Lay out every line of the listing below as a numbered list, leaving out the blank lines.

[Region labeling listing]

* BEGIN *

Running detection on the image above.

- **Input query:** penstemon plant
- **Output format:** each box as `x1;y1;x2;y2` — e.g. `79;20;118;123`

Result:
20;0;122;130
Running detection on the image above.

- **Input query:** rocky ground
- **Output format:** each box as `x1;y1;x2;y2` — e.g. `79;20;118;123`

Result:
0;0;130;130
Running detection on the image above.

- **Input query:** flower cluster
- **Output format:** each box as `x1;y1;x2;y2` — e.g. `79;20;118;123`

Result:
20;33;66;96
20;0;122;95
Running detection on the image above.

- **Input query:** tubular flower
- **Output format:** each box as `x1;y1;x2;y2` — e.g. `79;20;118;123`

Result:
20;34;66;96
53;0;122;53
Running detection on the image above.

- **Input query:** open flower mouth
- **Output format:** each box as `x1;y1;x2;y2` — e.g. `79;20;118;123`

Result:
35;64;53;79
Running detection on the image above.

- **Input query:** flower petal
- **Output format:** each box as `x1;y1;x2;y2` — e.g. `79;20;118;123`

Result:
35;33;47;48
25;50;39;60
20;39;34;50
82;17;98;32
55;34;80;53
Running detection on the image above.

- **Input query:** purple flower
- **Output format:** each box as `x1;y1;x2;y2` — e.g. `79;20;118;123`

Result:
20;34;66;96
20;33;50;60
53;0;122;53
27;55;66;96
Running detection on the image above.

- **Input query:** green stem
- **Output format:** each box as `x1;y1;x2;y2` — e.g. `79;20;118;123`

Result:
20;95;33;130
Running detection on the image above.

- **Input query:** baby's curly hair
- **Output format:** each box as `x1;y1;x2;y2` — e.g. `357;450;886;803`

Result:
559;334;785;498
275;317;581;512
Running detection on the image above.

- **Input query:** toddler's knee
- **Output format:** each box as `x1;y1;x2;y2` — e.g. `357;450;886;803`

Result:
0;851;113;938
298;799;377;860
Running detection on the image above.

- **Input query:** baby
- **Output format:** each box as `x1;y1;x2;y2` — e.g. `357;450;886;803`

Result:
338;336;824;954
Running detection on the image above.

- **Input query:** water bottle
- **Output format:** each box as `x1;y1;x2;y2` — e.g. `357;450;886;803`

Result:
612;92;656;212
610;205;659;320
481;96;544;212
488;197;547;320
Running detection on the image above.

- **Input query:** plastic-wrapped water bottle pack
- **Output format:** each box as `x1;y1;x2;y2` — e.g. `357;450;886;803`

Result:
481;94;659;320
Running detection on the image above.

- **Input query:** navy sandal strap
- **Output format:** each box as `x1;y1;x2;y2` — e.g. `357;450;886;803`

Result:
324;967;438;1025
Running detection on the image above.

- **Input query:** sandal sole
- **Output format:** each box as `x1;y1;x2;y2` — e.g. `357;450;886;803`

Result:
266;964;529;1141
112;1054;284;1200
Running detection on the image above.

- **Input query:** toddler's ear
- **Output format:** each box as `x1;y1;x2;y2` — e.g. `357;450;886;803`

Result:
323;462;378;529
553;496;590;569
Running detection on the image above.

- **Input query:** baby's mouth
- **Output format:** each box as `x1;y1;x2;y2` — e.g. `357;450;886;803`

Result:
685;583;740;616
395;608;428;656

* END *

- _The solution_:
1. Running detection on the image above.
2. - **Input query:** penstemon plant
3. - **Output format:** each box as `x1;y1;x2;y2` — e.g. `79;20;118;123`
4. Result:
5. 20;0;122;130
6. Running detection on the image above.
7. - **Input query:** rocky ground
8. - **Output format:** each box as `x1;y1;x2;y2` — e.g. `79;20;118;123`
9. Result:
10. 0;0;130;130
11. Running detection on the image above.
12. - **Input query:** flower cluster
13. - **Output format:** each box as `x1;y1;x2;y2` — e.g. `79;20;118;123`
14. Result:
15. 20;33;66;96
16. 20;0;122;95
17. Running detection on the image above.
18. - **Input query:** tubular flower
19. - **Output format:** each box as `x1;y1;x2;y2` — e.g. `79;20;118;123`
20. Result:
21. 20;34;66;96
22. 53;0;122;53
23. Running detection on the image above.
24. - **Input query:** open flower mouth
25. - **Output format:** each box as `x1;y1;x2;y2` — e.g. `79;20;118;123`
26. Result:
27. 35;64;53;79
28. Running detection on the image above.
29. - **Input query:** flower petal
30. - **Output format:** each box as `x1;y1;x2;y2` — e.g. `79;20;118;123`
31. Result:
32. 35;33;47;48
33. 25;50;39;60
34. 20;39;34;50
35. 82;17;98;32
36. 55;34;80;53
37. Running detection on the image above.
38. - **Input query:** purple flower
39. - **Output format:** each box as `x1;y1;x2;y2` — e.g. `79;20;118;123`
40. Result:
41. 20;34;66;96
42. 20;33;50;60
43. 53;0;122;53
44. 27;55;66;96
45. Running detection on the image above.
46. - **Input query:** green stem
47. - **Output format:** each box as `x1;y1;x2;y2` — e.g. `79;20;118;123`
48. Result:
49. 20;95;33;130
50. Running detection on the image above.
51. - **Input query:** baby's curly hair
52. - **Output format:** each box as `x1;y1;x2;y2` — e.g. `357;450;886;803`
53. Result:
54. 559;334;785;498
55. 275;317;581;512
56. Running detection on the image above.
57. - **Input query:** toddler's knee
58. - **Output format:** each box as `x1;y1;x2;y2` — e.g. `357;450;886;803`
59. Result:
60. 0;851;113;938
61. 298;799;377;860
62. Running detection on the image above.
63. - **Input query:** baby
64. - **Output format:** each box as `x1;y1;x2;y2` — e.g. `357;450;886;803`
65. Result:
66. 338;336;824;954
67. Running detection on the image above.
68. - **Input query:** water bottle
69. - **Output format:** each box as `x1;y1;x2;y2` — e.g. `357;450;886;803`
70. Result:
71. 612;92;656;212
72. 610;205;659;320
73. 481;96;544;212
74. 488;197;547;320
75. Running detection on the image above.
76. - **Input query:** plastic-wrapped water bottle pack
77. - **Output format:** each box as `x1;y1;x2;y2` — e.g. `357;450;886;803`
78. Result:
79. 481;94;659;320
80. Running detection on the image above.
81. - **Input query:** navy sandal strap
82. - **Output format:** each box as `x1;y1;x2;y2` — e.g. `357;450;886;803`
83. Result:
84. 324;967;438;1025
85. Running detection on the image above.
86. - **Input query:** sandal sole
87. - **Output format:** each box as `x1;y1;x2;y2` — e.g. `357;450;886;803`
88. Result:
89. 266;964;529;1141
90. 112;1054;284;1200
91. Running detection on the image above.
92. - **Input query:** toddler's ear
93. - **Output format:** each box as `x1;y1;x2;y2` — e.g. `357;450;886;803`
94. Result:
95. 323;462;378;529
96. 553;496;590;569
97. Running detection on the image above.
98. - **Input query:** baby's mouth
99. - **Output format:** each box as `x1;y1;x2;y2` — e.g. `357;450;886;803`
100. Result:
101. 685;583;740;616
102. 395;608;428;656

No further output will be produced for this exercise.